[Short exercise A] Transcribe, unchanged, the part of the listing that opens with the line containing "yellow flower cluster?" and closes with the line containing "[[0, 314, 626, 344], [302, 314, 626, 336]]", both of those lines included.

I thought this was a fairly common way for Japanese (especially kids) to eat white rice but apparently that is not the case. This appears to be peculiar to Hokkaido. I guess that makes sense since dairy and specifically butter production are primary industries in Hokkaido.

It is always a bit iffy to season plain white rice in public by doing such things as pouring soy sauce, broth or simmering sauce from, say simmered fish 煮 魚 or miso soup over the rice. But many Japanese will do exactly that in private. If I pour miso soup over my rice, I would call it にゃんこめし meaning "cat rice" but, for people from other regions of Japan, "cat rice" is rice topped with bonio flakes and soy sauce and, they may call it "nekomanma" ねこまんま (the meaning is the same, i.e., "cat rice"). The fact that there is a specific name for this type of rice (albeit a bit derogatory) indicates many Japanese are eating rice in this (unacceptable) manner.  I do not recommend doing this in public, however. Why such doctoring of rice is frowned upon by Japanese is "not logical" as Mr. Spock would say. After all, many donburi どんぶり dishes are made using rice in a seasoned broth with toppings and dishes called hiyajiru 冷や汁 and ochazuke お茶漬け are indeed rice in a broth. It appears that as long as it is prepared in the kitchen or is meant to be consumed this way, it is a "legitimate" dish and can be eaten in public. But if you improvise at the table by pouring soup over rice, it is not OK; go figure. I think there was a lengthy discussion on this subject (in Japanese).

[Short exercise B] From the passage on eating rice in Japan, restate word for word the part that opens with the words containing "I thought this" and closes with "industries in Hokkaido.".

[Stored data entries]
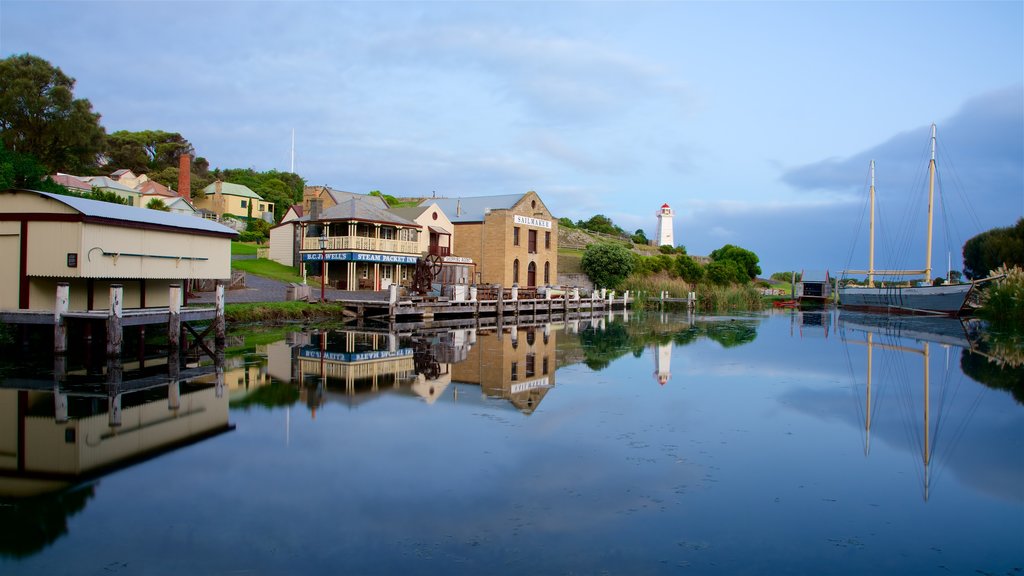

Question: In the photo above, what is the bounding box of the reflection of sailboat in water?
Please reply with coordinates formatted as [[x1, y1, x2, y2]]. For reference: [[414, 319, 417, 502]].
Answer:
[[839, 315, 984, 500]]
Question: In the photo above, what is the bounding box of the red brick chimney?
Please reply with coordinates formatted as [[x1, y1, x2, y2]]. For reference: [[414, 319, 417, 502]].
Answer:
[[178, 154, 191, 202]]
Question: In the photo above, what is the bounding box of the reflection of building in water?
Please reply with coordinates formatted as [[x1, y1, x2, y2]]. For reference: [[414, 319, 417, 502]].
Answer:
[[654, 342, 672, 386], [0, 366, 230, 497], [452, 325, 556, 414], [298, 330, 416, 417]]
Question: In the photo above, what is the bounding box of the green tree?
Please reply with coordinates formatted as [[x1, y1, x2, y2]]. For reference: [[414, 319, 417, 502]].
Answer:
[[103, 130, 195, 172], [580, 242, 636, 288], [577, 214, 626, 236], [145, 198, 171, 212], [709, 244, 761, 282], [0, 54, 104, 173], [676, 254, 705, 284], [964, 218, 1024, 280]]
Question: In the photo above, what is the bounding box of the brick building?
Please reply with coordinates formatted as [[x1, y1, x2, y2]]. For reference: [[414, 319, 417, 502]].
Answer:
[[423, 192, 558, 288]]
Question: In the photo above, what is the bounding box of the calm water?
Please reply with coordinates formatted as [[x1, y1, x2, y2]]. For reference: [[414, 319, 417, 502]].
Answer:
[[0, 312, 1024, 575]]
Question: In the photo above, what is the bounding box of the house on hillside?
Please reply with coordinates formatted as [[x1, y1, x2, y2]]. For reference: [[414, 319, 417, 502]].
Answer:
[[421, 192, 558, 288], [79, 176, 141, 207], [50, 172, 92, 194], [193, 180, 274, 223], [0, 190, 237, 310]]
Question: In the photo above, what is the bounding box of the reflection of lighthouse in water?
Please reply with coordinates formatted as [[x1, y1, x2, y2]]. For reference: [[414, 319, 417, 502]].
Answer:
[[654, 342, 672, 386]]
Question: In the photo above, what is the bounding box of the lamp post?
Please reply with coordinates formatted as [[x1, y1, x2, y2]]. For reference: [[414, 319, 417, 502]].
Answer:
[[321, 225, 327, 304]]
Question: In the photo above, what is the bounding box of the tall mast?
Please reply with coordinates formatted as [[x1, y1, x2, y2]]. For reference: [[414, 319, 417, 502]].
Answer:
[[925, 124, 935, 284], [867, 160, 874, 288]]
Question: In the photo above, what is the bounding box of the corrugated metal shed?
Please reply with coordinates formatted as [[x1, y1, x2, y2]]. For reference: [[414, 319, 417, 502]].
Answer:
[[421, 194, 525, 223], [32, 191, 239, 236]]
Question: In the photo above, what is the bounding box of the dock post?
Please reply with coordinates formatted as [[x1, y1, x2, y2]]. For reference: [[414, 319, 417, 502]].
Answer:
[[106, 284, 124, 358], [213, 280, 227, 344], [495, 284, 505, 325], [53, 282, 71, 355], [53, 354, 68, 424], [387, 284, 398, 324], [167, 284, 181, 354]]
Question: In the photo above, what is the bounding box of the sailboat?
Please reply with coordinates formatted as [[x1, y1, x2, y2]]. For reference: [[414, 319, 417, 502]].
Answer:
[[839, 124, 975, 316]]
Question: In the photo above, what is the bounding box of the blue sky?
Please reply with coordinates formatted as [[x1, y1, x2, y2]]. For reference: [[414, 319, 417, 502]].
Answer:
[[0, 0, 1024, 275]]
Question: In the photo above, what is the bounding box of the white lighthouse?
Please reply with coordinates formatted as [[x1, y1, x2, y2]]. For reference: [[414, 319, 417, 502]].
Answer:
[[657, 204, 676, 246]]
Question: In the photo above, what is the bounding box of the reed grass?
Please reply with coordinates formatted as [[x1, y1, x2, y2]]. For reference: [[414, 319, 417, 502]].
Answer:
[[622, 273, 764, 314]]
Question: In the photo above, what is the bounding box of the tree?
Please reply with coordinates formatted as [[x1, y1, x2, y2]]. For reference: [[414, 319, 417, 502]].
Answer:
[[103, 130, 196, 172], [0, 54, 104, 173], [676, 254, 705, 284], [145, 198, 171, 212], [964, 218, 1024, 280], [709, 244, 761, 282], [580, 242, 636, 288]]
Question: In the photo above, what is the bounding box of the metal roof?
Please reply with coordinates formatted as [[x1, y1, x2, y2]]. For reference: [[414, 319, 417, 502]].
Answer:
[[27, 190, 238, 236], [296, 196, 420, 228], [420, 194, 526, 223], [203, 182, 263, 200]]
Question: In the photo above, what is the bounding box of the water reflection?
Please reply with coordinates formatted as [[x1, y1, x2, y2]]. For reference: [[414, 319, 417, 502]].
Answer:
[[0, 344, 230, 557], [0, 311, 1024, 574]]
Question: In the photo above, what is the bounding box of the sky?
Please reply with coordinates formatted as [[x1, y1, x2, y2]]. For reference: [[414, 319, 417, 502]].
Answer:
[[0, 0, 1024, 276]]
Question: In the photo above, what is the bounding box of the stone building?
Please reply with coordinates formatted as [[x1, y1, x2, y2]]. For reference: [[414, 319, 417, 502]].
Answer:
[[422, 192, 558, 288]]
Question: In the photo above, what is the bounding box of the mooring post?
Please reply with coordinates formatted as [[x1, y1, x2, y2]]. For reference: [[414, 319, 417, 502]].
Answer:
[[167, 333, 181, 411], [53, 354, 68, 423], [167, 284, 181, 353], [495, 284, 505, 325], [53, 282, 71, 355], [213, 280, 227, 345], [106, 284, 124, 358], [106, 356, 123, 428]]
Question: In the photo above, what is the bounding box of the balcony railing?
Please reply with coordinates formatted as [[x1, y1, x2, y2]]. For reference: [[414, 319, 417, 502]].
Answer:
[[429, 244, 452, 257], [302, 236, 420, 254]]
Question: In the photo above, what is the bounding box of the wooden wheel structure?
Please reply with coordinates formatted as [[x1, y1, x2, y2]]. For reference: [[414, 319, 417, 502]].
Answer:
[[413, 254, 441, 296]]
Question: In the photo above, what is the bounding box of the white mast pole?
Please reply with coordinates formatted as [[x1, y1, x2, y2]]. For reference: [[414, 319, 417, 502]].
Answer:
[[925, 124, 935, 284], [867, 160, 874, 288]]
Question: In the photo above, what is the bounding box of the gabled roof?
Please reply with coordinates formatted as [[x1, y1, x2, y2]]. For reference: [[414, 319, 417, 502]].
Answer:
[[83, 176, 138, 194], [293, 195, 420, 227], [420, 194, 526, 223], [50, 172, 92, 192], [390, 204, 431, 220], [326, 188, 388, 210], [14, 190, 238, 236], [135, 180, 178, 196], [203, 182, 263, 200]]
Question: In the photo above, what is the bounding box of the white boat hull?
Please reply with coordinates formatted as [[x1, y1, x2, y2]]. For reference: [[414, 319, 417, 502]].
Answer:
[[839, 284, 974, 316]]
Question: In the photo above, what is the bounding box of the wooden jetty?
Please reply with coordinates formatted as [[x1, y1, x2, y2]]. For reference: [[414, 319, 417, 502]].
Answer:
[[331, 285, 633, 325], [0, 282, 226, 357]]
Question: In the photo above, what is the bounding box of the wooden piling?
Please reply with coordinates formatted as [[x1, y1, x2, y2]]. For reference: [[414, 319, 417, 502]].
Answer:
[[213, 280, 227, 345], [167, 284, 181, 354], [53, 282, 71, 355], [106, 284, 124, 358]]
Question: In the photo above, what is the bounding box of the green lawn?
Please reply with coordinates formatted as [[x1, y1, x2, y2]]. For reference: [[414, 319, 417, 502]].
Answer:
[[231, 259, 302, 284], [231, 242, 256, 256]]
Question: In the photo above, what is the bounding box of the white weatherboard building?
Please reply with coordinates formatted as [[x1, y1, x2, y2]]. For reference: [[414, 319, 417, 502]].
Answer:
[[657, 204, 676, 246]]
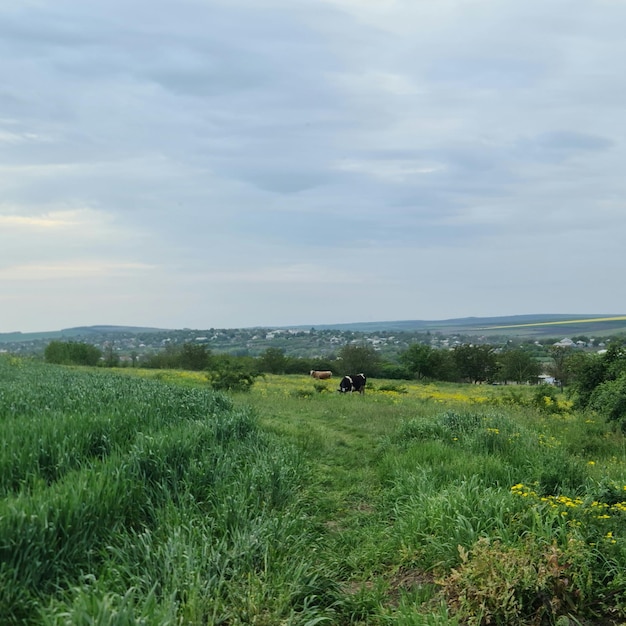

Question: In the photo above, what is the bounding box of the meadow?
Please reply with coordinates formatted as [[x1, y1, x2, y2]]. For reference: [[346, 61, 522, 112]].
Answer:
[[0, 358, 626, 626]]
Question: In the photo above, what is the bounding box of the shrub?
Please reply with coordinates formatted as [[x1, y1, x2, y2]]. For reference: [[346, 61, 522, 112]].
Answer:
[[439, 538, 586, 625], [207, 363, 257, 392], [589, 374, 626, 432]]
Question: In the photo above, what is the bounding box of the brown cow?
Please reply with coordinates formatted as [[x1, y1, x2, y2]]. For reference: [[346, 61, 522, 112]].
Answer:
[[311, 370, 333, 380]]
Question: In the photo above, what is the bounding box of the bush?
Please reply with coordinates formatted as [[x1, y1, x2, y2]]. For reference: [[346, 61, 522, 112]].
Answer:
[[440, 538, 588, 625], [207, 363, 257, 392], [589, 374, 626, 432]]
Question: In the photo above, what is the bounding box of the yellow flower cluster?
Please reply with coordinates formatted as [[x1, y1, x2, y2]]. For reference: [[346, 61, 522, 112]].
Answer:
[[511, 483, 626, 519]]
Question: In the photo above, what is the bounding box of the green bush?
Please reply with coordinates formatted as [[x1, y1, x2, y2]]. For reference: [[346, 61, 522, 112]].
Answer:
[[207, 363, 258, 392], [589, 374, 626, 432]]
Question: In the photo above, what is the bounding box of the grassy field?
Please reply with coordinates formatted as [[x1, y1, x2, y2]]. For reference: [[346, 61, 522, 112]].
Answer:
[[0, 358, 626, 626]]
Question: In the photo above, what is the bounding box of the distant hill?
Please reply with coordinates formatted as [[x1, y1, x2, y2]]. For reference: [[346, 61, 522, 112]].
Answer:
[[0, 314, 626, 344], [302, 314, 626, 336]]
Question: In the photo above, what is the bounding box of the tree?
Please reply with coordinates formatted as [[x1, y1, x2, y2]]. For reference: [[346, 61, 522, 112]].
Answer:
[[339, 344, 381, 376], [259, 348, 287, 374], [548, 346, 572, 387], [589, 373, 626, 432], [400, 343, 436, 380], [44, 340, 102, 365], [453, 344, 497, 383], [499, 348, 541, 384], [180, 343, 211, 372]]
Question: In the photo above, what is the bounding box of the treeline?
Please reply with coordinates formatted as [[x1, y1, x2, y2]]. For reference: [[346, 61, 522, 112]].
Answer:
[[45, 341, 542, 383], [45, 340, 626, 424]]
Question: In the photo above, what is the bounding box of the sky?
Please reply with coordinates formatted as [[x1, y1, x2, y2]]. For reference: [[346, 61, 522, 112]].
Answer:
[[0, 0, 626, 332]]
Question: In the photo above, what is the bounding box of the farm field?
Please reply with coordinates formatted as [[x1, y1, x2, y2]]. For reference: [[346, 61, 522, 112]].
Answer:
[[0, 358, 626, 626]]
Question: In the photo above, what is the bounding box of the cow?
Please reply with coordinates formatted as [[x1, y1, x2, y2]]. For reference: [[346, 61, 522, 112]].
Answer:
[[338, 374, 367, 395], [311, 370, 333, 380]]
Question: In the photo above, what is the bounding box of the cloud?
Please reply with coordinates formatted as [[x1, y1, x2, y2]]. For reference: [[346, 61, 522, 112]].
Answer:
[[0, 0, 626, 331]]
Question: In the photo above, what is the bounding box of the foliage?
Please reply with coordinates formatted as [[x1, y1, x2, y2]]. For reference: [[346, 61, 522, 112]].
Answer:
[[400, 343, 435, 380], [441, 536, 587, 626], [589, 373, 626, 432], [339, 344, 381, 377], [0, 359, 339, 625], [6, 358, 626, 626], [179, 343, 211, 372], [498, 348, 541, 384], [258, 348, 287, 374], [207, 362, 257, 392], [44, 341, 102, 365], [453, 344, 497, 383]]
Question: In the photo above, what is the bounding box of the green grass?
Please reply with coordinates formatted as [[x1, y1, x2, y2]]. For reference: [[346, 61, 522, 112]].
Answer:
[[6, 359, 626, 626]]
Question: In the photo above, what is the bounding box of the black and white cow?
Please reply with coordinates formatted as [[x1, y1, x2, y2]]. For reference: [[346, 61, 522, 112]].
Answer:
[[339, 374, 367, 395]]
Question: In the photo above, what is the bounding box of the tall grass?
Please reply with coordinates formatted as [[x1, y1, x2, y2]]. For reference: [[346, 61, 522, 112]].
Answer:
[[6, 359, 626, 626], [0, 359, 335, 624]]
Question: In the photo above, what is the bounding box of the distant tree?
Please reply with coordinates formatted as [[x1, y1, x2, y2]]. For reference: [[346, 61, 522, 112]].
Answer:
[[589, 373, 626, 432], [207, 355, 258, 392], [453, 344, 497, 383], [258, 348, 287, 374], [338, 344, 381, 376], [572, 341, 626, 408], [431, 350, 459, 382], [104, 341, 120, 367], [498, 348, 541, 384], [548, 346, 572, 387], [180, 343, 211, 372], [44, 340, 102, 365], [400, 343, 436, 380]]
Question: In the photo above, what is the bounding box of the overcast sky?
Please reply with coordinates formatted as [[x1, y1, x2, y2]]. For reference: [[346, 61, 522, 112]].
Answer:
[[0, 0, 626, 332]]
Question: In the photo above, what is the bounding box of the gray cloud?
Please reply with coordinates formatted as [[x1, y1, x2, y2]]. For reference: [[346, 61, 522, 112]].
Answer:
[[0, 0, 626, 331]]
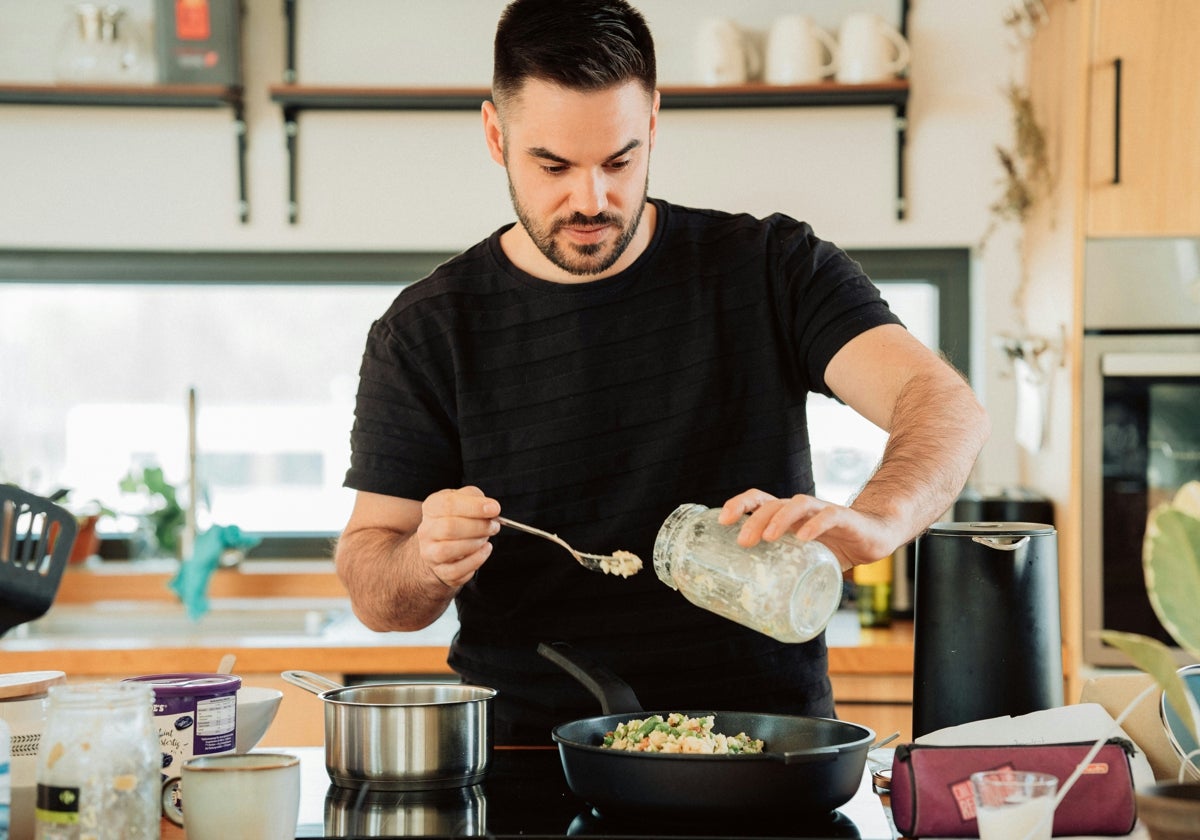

[Complete output A]
Question: In the photo above, what is the bounding box of the yellow flower cluster?
Please reply with coordinates formatted as [[x1, y1, x2, y2]]. For reference: [[346, 61, 522, 112]].
Answer:
[[511, 483, 626, 519]]
Question: In the photo above, what is the bounding box of the green bush?
Please reply with coordinates formatted as [[x1, y1, x2, y2]]. For reference: [[346, 61, 522, 112]].
Answer:
[[207, 363, 258, 392], [589, 374, 626, 432]]
Question: In the photo above, what is the bounding box of the grassy field?
Please reply with coordinates formatted as [[x1, y1, x2, y2]]. For reference: [[346, 61, 522, 112]].
Answer:
[[0, 358, 626, 626]]
Question: In the photo above, what is the bounding box of the distant hill?
Please reply with coordinates formatted as [[x1, y1, x2, y2]]. For reference: [[346, 61, 522, 112]].
Answer:
[[0, 314, 626, 344], [302, 314, 626, 336]]

[Complete output B]
I thought this was a fairly common way for Japanese (especially kids) to eat white rice but apparently that is not the case. This appears to be peculiar to Hokkaido. I guess that makes sense since dairy and specifically butter production are primary industries in Hokkaido.